RECORDS FOR THE EXERCISE
══════

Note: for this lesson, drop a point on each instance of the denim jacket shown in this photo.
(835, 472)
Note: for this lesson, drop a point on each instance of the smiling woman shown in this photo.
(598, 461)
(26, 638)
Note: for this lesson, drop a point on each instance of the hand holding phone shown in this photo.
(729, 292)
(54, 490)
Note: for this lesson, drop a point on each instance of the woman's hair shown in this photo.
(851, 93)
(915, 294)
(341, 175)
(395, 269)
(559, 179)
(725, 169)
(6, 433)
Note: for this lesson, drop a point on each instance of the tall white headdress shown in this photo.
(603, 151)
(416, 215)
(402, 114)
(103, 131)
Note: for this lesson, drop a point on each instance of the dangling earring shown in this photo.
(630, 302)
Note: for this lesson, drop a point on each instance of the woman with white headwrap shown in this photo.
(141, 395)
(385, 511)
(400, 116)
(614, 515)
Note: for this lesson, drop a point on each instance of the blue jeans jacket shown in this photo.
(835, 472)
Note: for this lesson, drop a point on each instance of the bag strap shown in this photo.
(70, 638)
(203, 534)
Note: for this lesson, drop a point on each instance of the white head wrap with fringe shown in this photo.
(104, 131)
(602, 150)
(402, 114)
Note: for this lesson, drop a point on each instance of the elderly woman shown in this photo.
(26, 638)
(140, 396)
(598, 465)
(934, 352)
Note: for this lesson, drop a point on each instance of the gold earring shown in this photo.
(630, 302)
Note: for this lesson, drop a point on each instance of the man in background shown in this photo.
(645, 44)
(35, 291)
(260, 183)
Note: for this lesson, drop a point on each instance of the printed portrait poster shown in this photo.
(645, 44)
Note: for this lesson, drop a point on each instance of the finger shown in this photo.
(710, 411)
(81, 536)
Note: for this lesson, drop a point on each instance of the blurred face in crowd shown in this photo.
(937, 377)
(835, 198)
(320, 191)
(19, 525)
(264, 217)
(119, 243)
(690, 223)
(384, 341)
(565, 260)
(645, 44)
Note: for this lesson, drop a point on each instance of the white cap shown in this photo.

══════

TASK OBJECTIVE
The expected answer is the complete material, restated exactly.

ANSWER SECTION
Note: for this lesson, drop a point on each instance of the denim jacket shown in this photo.
(835, 472)
Note: for this lesson, drop a point on each instance of the smiling woman shown in this photo.
(598, 461)
(26, 638)
Note: for this lesson, drop a point on each instance of the hand holding phone shown in this photo.
(729, 292)
(54, 490)
Note: for this lesson, drop a point on each instance of the woman's hair shown in this photo.
(851, 93)
(915, 294)
(341, 175)
(395, 269)
(559, 179)
(725, 169)
(6, 433)
Note: for this lesson, drop a point on each instance of the tall white headdress shown in this photo.
(603, 151)
(416, 215)
(402, 114)
(103, 131)
Note: for this lesson, drop a point on each instance of the dangling earring shown in this photo.
(630, 302)
Note: for this lesson, drop a point on each instance of the woman with white headwrap shown in this photo.
(141, 395)
(385, 511)
(400, 116)
(614, 515)
Note: for this lesson, drop a point on each instance of the blue jeans jacket shown in this photo.
(835, 472)
Note: for this lesson, drop a point on each instance of the bag strap shown in this photo.
(70, 638)
(203, 534)
Note: for this lesson, drop a point on each instance of the white head wrap with fringe shown in this photo.
(104, 131)
(602, 150)
(402, 114)
Note: for this lesson, drop a point on each instance of the elderly woman shown in this photo.
(26, 638)
(140, 396)
(598, 465)
(934, 352)
Note: for this lesson, drop a point on each instance of the gold earring shown in this photo.
(630, 302)
Note: for this lesson, drop a point on each instance of the man in background shown in this photo.
(645, 44)
(35, 291)
(260, 183)
Note: for this lesson, drop a point on each instance of the printed portrait poster shown in this photo.
(645, 44)
Note: for this lesson, drop a point on each instance of the finger shown in this photo.
(710, 411)
(81, 536)
Note: for this lesson, drop a point on each instance of the blurred face in crowd shown in this photo.
(937, 377)
(835, 198)
(320, 191)
(19, 525)
(264, 217)
(119, 243)
(690, 223)
(384, 341)
(565, 260)
(645, 44)
Note: for this lesson, drop a point on each instance of the white cap shown in this photo.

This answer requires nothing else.